EXERCISE DIRECTIONS
Starting at the line that contains "Query: camera operator" and ending at the line that contains "pixel 236 7", the lines below are to be given again exactly, with nothing added.

Dataset entries
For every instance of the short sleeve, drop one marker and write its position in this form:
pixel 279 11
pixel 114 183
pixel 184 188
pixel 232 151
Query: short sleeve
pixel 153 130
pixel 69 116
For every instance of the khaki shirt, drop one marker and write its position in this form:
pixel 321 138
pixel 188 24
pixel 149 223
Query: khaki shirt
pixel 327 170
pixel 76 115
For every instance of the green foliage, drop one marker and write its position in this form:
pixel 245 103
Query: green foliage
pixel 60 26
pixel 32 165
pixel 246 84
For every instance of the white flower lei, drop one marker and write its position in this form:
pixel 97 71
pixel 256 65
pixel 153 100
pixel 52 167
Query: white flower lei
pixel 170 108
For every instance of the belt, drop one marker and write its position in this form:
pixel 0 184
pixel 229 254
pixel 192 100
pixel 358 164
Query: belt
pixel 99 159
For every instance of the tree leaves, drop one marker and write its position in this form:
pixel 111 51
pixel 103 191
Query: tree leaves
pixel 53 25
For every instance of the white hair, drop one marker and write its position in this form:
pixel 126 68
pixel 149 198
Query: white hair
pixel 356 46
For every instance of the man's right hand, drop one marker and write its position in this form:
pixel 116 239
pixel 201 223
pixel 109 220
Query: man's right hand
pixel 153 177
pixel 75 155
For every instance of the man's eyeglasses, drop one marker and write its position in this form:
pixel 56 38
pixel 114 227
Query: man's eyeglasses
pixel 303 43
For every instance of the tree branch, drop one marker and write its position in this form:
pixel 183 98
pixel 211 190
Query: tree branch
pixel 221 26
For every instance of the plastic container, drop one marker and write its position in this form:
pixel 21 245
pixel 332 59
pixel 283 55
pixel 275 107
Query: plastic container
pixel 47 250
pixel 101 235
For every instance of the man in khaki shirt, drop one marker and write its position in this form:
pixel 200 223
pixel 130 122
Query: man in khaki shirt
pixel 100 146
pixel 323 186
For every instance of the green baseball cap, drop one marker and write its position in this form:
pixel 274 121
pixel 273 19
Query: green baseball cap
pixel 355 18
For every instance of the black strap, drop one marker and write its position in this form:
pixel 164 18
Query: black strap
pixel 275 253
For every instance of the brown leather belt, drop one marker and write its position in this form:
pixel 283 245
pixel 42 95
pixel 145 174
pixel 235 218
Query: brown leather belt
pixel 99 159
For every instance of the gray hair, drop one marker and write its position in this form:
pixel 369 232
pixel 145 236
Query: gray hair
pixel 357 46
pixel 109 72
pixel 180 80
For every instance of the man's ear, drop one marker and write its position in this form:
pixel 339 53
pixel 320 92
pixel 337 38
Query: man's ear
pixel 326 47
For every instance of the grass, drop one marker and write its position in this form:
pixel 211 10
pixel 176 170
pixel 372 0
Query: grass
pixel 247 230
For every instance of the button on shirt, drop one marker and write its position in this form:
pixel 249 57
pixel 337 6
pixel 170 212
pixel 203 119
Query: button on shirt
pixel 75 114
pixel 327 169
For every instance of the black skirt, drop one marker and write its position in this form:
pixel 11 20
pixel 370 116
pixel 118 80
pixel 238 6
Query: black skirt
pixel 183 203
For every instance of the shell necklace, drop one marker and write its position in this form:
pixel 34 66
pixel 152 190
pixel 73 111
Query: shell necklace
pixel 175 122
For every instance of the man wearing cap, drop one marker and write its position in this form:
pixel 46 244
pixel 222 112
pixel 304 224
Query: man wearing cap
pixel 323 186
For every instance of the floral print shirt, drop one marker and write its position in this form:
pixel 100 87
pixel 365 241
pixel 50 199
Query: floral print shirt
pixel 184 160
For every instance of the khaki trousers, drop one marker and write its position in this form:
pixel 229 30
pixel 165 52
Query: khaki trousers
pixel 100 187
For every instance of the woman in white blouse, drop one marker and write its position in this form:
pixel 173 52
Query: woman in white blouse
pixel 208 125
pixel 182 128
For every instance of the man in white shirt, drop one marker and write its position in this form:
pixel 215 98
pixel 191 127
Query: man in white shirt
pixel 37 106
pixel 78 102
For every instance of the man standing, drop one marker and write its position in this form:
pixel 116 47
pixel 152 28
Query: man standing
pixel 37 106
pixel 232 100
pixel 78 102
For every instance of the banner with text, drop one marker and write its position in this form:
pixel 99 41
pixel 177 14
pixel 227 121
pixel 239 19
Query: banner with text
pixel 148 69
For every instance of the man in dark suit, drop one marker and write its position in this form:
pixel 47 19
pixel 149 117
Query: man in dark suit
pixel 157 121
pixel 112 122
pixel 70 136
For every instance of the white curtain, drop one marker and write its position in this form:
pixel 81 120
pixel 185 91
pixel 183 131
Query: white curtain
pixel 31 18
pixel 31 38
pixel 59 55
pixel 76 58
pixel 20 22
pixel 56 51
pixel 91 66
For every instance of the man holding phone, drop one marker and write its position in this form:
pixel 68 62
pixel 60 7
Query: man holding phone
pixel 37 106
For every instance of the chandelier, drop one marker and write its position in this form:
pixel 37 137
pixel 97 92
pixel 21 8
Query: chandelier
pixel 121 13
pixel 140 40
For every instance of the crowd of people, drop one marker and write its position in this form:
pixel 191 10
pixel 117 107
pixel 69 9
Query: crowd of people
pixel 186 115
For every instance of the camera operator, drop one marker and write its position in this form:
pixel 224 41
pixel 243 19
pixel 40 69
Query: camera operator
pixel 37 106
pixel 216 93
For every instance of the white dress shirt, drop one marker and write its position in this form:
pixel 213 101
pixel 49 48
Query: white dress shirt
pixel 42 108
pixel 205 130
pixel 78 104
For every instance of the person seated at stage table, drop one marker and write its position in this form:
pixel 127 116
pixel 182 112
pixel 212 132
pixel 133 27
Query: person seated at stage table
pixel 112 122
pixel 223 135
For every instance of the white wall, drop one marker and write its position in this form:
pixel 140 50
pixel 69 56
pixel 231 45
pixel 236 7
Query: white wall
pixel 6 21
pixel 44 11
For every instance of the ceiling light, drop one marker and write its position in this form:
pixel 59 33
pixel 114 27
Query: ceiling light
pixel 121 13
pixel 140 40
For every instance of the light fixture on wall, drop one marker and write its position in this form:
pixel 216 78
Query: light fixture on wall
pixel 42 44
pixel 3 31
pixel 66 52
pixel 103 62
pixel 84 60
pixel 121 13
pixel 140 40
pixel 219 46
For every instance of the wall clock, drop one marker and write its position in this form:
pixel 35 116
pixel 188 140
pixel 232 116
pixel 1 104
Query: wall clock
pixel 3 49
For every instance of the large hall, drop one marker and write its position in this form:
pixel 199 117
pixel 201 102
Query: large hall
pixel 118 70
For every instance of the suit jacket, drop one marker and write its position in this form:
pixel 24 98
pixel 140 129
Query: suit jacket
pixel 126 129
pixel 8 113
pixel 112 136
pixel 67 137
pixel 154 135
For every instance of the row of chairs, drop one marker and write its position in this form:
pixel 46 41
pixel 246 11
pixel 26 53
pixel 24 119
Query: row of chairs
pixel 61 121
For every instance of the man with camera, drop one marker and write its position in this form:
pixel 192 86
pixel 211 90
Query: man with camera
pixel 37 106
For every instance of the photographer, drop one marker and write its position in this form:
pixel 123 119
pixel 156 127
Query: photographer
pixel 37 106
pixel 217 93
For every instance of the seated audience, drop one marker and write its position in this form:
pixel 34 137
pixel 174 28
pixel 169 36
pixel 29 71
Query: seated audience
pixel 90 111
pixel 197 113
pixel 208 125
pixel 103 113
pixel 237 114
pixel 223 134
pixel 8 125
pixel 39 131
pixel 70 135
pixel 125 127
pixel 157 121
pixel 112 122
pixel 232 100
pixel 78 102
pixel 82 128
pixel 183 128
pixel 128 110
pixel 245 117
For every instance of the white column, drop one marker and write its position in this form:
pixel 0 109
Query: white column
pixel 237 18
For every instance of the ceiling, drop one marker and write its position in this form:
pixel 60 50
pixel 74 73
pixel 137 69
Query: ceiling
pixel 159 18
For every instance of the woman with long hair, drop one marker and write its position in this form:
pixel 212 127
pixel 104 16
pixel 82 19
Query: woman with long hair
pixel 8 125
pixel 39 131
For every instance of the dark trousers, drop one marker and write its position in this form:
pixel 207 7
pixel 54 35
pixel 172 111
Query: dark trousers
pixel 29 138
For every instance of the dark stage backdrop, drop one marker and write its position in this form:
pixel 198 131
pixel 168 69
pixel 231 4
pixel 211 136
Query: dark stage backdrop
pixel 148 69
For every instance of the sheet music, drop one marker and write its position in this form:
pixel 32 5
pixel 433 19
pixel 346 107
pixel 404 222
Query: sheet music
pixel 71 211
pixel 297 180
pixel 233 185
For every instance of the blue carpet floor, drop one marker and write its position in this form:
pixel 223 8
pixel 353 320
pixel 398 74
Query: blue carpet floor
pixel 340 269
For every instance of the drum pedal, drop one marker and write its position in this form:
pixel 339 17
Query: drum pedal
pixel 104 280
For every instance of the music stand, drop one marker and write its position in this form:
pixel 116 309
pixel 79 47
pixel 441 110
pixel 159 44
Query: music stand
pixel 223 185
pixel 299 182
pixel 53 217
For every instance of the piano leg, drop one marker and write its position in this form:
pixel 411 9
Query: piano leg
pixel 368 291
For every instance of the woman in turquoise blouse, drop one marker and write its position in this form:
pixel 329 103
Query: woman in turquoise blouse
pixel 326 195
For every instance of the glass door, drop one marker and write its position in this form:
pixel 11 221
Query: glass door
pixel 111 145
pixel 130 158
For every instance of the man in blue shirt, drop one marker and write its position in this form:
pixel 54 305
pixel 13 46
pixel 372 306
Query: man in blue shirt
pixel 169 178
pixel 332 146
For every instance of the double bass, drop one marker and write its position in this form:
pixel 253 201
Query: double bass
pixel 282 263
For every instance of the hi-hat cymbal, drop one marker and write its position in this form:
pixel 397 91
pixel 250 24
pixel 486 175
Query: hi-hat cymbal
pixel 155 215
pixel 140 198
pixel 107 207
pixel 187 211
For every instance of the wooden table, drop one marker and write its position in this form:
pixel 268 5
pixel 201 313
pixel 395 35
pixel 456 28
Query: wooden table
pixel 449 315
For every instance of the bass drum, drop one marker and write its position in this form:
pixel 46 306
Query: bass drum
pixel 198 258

PROBLEM SOLUTION
Query: camera operator
pixel 37 106
pixel 216 93
For every instance of the white dress shirt, drop one marker and write its position in this form:
pixel 213 101
pixel 49 48
Query: white dress shirt
pixel 42 108
pixel 205 130
pixel 78 104
For every instance of the person seated at stage table, drop one marker and write its position in this form:
pixel 127 116
pixel 182 112
pixel 212 132
pixel 133 27
Query: person seated at stage table
pixel 112 122
pixel 223 135
For every instance of the white wall, drop one marker and write its position in this form:
pixel 140 50
pixel 69 56
pixel 231 45
pixel 236 7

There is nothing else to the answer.